DOCUMENT SEGMENT >>
^^^^^^^^^^^^^^^^
Sherlock Holmes's War of the Worlds is a sequel to H. G. Wells's science fiction novel The War of the Worlds, written by Manly Wade Wellman and his son Wade Wellman, and published in 1975. It is a pastiche crossover which combines H. G. Wells's 1897 extraterrestrial invasion story with Sir Arthur Conan Doyle's Sherlock Holmes and Professor Challenger stories. The book is composed of stories originally published in The Magazine of Fantasy & Science Fiction.

Plot
The story consists of the adventures of Sherlock Holmes, Dr. Watson, and Professor Challenger in London during the Martian invasion as described in Wells's novel.

Background
The book was inspired by a viewing of A Study in Terror.

The underlying philosophy of the book is very different to, indeed contradictory to, the original Wells story in which the idea is repeatedly expressed of humans being completely helpless before the Martian invaders, as other creatures are before humans. Conversely, in the Wellmans' book Holmes, Watson, and Challenger continually confront and outwit the Martians, undeterred by the invaders' technological superiority.
^^^^^^^^^^^^^^^^
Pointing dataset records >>

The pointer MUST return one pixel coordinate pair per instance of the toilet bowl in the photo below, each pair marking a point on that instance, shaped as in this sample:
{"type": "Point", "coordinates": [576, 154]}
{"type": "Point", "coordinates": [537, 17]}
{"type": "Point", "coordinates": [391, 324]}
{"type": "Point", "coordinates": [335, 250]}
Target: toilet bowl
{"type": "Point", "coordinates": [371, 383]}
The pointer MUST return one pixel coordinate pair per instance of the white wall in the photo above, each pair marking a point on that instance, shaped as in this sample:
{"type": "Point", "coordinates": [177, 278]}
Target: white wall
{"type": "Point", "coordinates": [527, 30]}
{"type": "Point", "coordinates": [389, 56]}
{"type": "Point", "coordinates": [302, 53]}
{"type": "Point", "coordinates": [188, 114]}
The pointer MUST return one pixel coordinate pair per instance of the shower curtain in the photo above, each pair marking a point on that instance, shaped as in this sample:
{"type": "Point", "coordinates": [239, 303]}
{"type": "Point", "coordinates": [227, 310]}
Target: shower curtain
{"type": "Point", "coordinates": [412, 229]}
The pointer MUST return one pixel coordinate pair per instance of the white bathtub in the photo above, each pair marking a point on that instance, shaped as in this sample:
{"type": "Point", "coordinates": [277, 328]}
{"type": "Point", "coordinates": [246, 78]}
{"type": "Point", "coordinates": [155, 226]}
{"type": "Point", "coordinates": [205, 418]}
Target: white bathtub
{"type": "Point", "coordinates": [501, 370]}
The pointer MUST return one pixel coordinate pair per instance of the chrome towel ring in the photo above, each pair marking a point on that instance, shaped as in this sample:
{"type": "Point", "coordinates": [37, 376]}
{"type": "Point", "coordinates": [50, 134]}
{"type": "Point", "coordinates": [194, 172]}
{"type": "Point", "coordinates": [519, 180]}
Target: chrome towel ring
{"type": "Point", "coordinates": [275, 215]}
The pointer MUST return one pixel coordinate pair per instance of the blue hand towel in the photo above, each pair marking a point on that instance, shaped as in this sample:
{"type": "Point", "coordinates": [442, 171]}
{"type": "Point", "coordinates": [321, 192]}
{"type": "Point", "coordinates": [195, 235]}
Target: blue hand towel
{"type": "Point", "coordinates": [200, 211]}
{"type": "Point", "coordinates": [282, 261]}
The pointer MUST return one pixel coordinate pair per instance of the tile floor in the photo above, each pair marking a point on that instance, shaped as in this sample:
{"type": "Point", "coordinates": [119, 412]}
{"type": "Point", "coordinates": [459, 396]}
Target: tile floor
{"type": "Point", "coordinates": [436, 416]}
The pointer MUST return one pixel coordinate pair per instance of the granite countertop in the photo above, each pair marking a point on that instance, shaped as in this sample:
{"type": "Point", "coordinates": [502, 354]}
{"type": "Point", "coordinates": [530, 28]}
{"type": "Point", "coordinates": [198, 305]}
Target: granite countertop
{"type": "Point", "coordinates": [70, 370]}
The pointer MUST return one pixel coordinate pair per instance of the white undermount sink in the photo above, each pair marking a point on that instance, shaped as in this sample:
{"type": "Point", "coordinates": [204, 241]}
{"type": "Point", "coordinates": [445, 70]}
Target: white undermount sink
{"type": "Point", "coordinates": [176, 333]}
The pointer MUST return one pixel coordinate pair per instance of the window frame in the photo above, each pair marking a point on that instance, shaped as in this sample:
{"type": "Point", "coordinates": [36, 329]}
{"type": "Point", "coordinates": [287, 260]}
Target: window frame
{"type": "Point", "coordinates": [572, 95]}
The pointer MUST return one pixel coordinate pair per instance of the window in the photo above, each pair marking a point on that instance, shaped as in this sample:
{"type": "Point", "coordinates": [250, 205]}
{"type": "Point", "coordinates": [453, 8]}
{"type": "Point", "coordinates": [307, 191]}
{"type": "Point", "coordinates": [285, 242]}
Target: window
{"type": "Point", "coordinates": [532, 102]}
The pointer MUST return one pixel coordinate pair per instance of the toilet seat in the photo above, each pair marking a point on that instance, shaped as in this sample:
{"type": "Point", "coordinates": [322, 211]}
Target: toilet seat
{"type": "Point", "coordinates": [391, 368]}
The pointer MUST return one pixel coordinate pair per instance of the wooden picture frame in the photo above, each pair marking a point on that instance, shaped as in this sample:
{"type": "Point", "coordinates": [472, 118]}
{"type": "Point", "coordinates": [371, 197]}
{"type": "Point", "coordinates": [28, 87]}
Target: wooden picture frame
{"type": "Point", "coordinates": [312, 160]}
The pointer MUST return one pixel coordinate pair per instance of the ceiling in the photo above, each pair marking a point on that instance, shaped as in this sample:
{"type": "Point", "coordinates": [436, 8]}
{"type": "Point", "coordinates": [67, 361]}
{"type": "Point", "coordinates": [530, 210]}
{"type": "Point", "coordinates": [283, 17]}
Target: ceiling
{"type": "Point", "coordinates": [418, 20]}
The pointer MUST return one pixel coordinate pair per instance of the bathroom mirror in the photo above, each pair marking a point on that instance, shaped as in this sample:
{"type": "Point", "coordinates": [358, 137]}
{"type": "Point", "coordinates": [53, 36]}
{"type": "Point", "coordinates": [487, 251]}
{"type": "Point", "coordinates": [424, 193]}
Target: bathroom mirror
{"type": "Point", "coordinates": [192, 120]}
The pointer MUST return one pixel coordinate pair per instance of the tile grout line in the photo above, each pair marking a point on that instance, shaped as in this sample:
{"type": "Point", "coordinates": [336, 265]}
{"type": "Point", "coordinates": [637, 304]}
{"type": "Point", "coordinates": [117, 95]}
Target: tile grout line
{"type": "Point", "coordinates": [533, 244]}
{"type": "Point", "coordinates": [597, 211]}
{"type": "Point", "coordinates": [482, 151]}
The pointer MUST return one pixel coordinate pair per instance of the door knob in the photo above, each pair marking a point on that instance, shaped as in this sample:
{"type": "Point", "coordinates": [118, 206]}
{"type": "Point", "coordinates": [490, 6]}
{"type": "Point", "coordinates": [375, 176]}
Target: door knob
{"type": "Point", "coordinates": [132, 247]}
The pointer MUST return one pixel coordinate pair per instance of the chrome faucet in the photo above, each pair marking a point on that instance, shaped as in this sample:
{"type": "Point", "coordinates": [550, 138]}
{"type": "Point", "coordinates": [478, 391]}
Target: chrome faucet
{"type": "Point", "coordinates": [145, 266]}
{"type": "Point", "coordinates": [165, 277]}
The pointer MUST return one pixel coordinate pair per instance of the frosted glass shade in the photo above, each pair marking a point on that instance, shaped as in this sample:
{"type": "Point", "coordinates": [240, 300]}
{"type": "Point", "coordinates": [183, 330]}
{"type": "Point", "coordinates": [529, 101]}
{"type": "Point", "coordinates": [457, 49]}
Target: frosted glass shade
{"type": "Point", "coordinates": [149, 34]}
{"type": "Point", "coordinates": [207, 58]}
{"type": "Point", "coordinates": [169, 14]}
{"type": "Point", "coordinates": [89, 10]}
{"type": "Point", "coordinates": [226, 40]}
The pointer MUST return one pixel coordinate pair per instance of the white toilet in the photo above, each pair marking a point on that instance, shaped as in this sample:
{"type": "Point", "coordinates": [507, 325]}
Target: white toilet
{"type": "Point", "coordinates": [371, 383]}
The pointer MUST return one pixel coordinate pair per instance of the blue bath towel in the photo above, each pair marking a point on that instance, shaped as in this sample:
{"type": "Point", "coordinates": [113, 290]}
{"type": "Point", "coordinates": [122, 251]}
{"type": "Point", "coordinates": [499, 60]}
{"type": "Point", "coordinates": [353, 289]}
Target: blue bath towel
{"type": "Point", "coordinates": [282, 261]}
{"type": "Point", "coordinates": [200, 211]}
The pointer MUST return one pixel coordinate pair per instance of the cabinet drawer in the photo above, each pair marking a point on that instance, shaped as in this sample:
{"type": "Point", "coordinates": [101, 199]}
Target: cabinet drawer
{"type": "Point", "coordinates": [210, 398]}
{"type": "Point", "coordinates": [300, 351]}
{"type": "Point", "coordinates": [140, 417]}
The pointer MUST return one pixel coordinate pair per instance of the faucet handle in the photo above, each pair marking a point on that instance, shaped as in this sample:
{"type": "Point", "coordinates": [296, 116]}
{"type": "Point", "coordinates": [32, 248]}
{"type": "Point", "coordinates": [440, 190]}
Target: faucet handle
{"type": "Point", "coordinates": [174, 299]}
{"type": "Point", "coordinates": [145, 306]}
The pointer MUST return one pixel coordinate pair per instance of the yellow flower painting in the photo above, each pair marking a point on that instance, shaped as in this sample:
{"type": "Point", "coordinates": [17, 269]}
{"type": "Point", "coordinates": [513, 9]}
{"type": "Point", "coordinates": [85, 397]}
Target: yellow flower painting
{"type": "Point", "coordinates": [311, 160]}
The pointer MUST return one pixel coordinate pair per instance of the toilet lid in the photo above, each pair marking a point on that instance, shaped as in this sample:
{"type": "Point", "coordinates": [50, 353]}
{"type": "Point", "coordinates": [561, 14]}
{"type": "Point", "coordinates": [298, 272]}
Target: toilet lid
^^^^^^^^^^^^^^^^
WHAT IS ASKED >>
(a) List every real-life writer named in the text about Sherlock Holmes's War of the Worlds.
(b) Extend the text about Sherlock Holmes's War of the Worlds, starting right after its final sentence.

RESPONSES FOR EACH TASK >>
(a)
H. G. Wells
Manly Wade Wellman
Wade Wellman
Sir Arthur Conan Doyle

(b)
The story features a romantic relationship between Holmes and his landlady Mrs. Hudson, of which Watson is oblivious.

Reissues
 Titan Books reprinted the book in 2009, under the title of The Further Adventures of Sherlock Holmes: The War of the Worlds as part of its Further Adventures series, which collects a number of noted pastiches.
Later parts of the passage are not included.